Start Provided records

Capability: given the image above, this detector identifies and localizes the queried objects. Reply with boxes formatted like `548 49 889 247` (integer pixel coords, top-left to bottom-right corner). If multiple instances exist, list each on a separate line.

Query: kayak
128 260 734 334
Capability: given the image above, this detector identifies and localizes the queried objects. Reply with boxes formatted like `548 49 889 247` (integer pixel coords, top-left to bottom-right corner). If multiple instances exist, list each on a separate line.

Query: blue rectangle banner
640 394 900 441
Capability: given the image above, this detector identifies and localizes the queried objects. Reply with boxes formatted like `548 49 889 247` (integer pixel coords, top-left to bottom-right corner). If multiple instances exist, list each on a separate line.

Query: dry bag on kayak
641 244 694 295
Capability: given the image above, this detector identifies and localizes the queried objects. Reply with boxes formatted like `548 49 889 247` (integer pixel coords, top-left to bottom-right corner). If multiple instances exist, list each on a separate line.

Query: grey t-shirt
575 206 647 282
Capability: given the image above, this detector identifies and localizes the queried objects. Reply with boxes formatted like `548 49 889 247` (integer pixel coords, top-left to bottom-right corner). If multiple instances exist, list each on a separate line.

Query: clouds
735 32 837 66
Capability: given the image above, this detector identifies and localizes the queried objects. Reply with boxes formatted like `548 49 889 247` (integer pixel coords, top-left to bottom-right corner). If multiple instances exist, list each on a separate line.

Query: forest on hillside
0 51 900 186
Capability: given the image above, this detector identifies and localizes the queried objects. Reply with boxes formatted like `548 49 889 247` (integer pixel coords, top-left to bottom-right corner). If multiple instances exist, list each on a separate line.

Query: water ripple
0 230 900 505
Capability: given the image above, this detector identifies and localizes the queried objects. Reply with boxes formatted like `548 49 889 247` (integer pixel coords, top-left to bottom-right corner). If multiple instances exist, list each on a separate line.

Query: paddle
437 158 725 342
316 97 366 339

End Provided records

| Aim |
Write out every line of the material above, word for word and with nothing changed.

| Response |
Capability: given the image above, this detector identifies and localizes the queried objects. Reply with boxes formatted like `548 49 889 247` (integer pixel coords, top-left to bottom-right corner). If multiple instances exist, list each on a separate line.

Query: kayak
128 260 734 334
Capability: given the image above, this detector identifies and localizes the queried objects. Reply with boxes formatted like `548 49 889 247` (integer pixel coords, top-left to bottom-right corner). If multiple instances exist, list each on a separate line.

Query: blue rectangle banner
640 394 900 441
Capability: given the image above, this detector identifies and localizes the queried objects. Reply with boxes formatted like `548 49 889 247` (integer pixel coords, top-left to bottom-right corner). If multiple instances exist, list each on a separate line.

Query: dry bag on kayak
641 244 694 295
Capability: given the image above, this detector identifies and localizes the queried objects. Reply with boxes formatted like `548 49 889 247` (integer pixel coords, top-left to bottom-right corner). If multiple instances exist, list each on a separate line.

Query: grey t-shirt
575 206 647 282
Capability: given the image above, this detector identifies and localizes the queried objects. Reply with boxes formatted like `548 49 889 247` (integer pixel coords, top-left to bottom-right corner). If multiple instances exist, list each on a separate line.

Query: clouds
735 32 837 66
Capability: given the image above, this detector identifies and localizes the queried objects. Reply with boxes formatted like `548 49 889 247` (integer pixel coords, top-left to bottom-right corner). If multiple instances exist, list each on a separate line.

Query: forest on hillside
0 51 900 186
Capability: given the image above, this detector identifies and localizes the queried objects. Reply with boxes formatted like `548 49 889 247` (integer pixel coords, top-left to bottom-right corner). If multiple instances exist, list each on a separate line.

Query: water ripple
0 230 900 505
Capability: given the image above, this detector identifies and localizes the queried objects. Reply with boxes formatted like `548 49 889 247` (integer pixel coords, top-left to bottom-right corner). If multiple instances exist, list each on a separate line.

Query: paddle
437 158 725 342
316 97 366 339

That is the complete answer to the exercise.